> _DATA PROVIDED_:
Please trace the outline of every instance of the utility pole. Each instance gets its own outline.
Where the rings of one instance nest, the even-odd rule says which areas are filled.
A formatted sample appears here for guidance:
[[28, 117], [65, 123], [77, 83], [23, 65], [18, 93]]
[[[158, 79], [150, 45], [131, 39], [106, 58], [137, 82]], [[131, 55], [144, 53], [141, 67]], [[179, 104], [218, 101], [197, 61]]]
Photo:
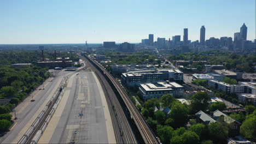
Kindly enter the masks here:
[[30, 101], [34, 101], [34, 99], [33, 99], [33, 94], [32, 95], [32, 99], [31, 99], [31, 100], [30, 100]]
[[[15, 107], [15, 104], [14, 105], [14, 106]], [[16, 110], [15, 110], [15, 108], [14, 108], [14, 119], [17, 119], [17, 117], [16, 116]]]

> _DIRECTIONS FOR THIS TASK_:
Replicate the material above verbatim; images stay out of the copy.

> _ANSWER TO THE TASK_:
Please trace the outline of every instance of the utility pole. Each instance gets its own outline.
Where the rings of one instance nest, the even-odd rule says which areas are filled.
A formatted sample appears here for guidance:
[[28, 117], [65, 123], [77, 83], [23, 65], [18, 93]]
[[[158, 79], [150, 45], [131, 39], [106, 58], [137, 82]], [[131, 55], [144, 53], [141, 67]], [[179, 104], [218, 101], [197, 61]]]
Photo:
Kindly enter the masks here:
[[30, 101], [34, 101], [34, 99], [33, 99], [33, 94], [32, 95], [32, 99], [31, 99], [31, 100], [30, 100]]
[[[15, 107], [15, 104], [14, 105], [14, 106]], [[16, 110], [15, 110], [15, 108], [14, 108], [14, 119], [17, 119], [17, 117], [16, 116]]]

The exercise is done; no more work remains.